>> Begin

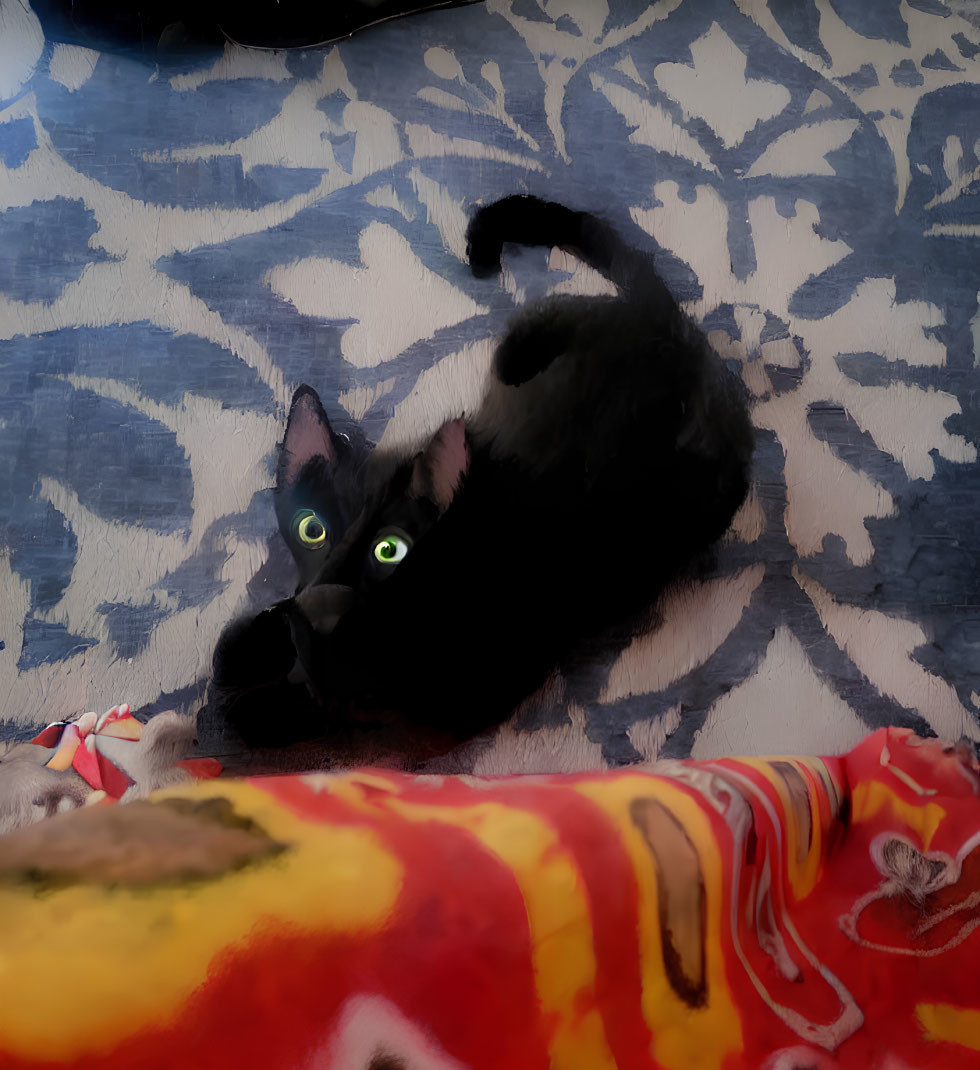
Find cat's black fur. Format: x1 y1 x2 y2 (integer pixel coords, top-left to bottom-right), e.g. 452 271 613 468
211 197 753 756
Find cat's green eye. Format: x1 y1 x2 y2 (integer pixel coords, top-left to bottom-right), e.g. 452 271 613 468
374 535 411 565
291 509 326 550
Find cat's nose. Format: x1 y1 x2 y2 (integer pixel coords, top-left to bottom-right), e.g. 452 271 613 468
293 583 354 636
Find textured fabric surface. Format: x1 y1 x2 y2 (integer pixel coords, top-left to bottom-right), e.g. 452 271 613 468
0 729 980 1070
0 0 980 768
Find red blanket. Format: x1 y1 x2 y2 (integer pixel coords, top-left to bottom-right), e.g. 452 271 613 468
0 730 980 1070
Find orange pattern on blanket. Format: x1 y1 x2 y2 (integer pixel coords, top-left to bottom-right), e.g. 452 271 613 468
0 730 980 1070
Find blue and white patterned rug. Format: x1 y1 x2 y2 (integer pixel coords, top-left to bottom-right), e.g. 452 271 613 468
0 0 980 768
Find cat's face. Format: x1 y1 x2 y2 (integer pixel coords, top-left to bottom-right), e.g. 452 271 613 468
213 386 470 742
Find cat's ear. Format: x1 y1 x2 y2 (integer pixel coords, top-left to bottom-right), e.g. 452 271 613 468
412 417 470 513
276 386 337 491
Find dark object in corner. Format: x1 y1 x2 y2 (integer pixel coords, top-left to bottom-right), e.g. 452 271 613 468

>> End

= Exercise instructions =
Convert the records above into a JSON list of strings, one string per line, with blank lines dropped. Leave the pictures out.

= Final result =
[
  "Find cat's black fur. Format: x1 y1 x2 y2 (integer pixel coords, top-left to bottom-right), e.g. 452 271 613 468",
  "211 197 753 756",
  "Find cat's green eye. Format: x1 y1 x2 y2 (integer pixel coords, top-left to bottom-right), e.g. 452 271 613 468",
  "374 535 411 565",
  "291 509 326 550",
  "Find cat's nose. Format: x1 y1 x2 y2 (integer pixel coords, top-left to bottom-right), e.g. 452 271 613 468",
  "293 583 354 636",
  "Find textured fabric surface. Format: x1 y1 x2 y2 (integer pixel coords, top-left to bottom-right), e.g. 452 271 613 468",
  "0 729 980 1070",
  "0 0 980 768",
  "Find red blanket. Format: x1 y1 x2 y2 (integer pixel coords, top-left to bottom-right), e.g. 452 271 613 468",
  "0 730 980 1070",
  "Find orange pattern on blanket. Format: x1 y1 x2 y2 (integer pixel coords, top-left to bottom-right), e.g. 452 271 613 468",
  "0 730 980 1070",
  "Find blue and white patterned rug. Format: x1 y1 x2 y2 (integer pixel coords, top-left to bottom-right), e.g. 452 271 613 468",
  "0 0 980 768",
  "Find cat's face. Format: x1 y1 x2 y2 (integer pixel coords, top-left to bottom-right), e.g. 452 271 613 468",
  "213 386 470 742",
  "Find cat's ear. Format: x1 y1 x2 y2 (integer pixel coords, top-left to bottom-right), e.g. 452 271 613 468",
  "412 417 470 513",
  "276 386 337 491",
  "Find dark object in corner. Format: x1 y1 x2 y2 (integer pixel coords, top-left to bottom-right), e.g. 452 271 613 468"
]